[Start of section]

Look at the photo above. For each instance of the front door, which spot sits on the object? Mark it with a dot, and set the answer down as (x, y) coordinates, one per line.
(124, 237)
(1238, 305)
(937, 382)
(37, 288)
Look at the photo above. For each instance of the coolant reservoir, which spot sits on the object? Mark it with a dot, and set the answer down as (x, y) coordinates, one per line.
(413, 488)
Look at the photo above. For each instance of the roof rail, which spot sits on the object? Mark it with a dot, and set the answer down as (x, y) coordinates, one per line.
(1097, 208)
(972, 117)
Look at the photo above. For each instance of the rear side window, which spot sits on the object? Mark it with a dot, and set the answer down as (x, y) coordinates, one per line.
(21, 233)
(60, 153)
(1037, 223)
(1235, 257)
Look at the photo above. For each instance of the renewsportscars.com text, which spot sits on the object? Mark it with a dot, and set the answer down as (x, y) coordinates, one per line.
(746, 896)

[End of section]

The response is the exact set of lines from the one holding "of the renewsportscars.com" through the last line of the material.

◆ Exercise result ◆
Look at the photo above. For each instance of the renewsportscars.com text, which spot sits on the object? Mark it with a dot, and set the answer down as (x, y) coordinates, one per line.
(746, 896)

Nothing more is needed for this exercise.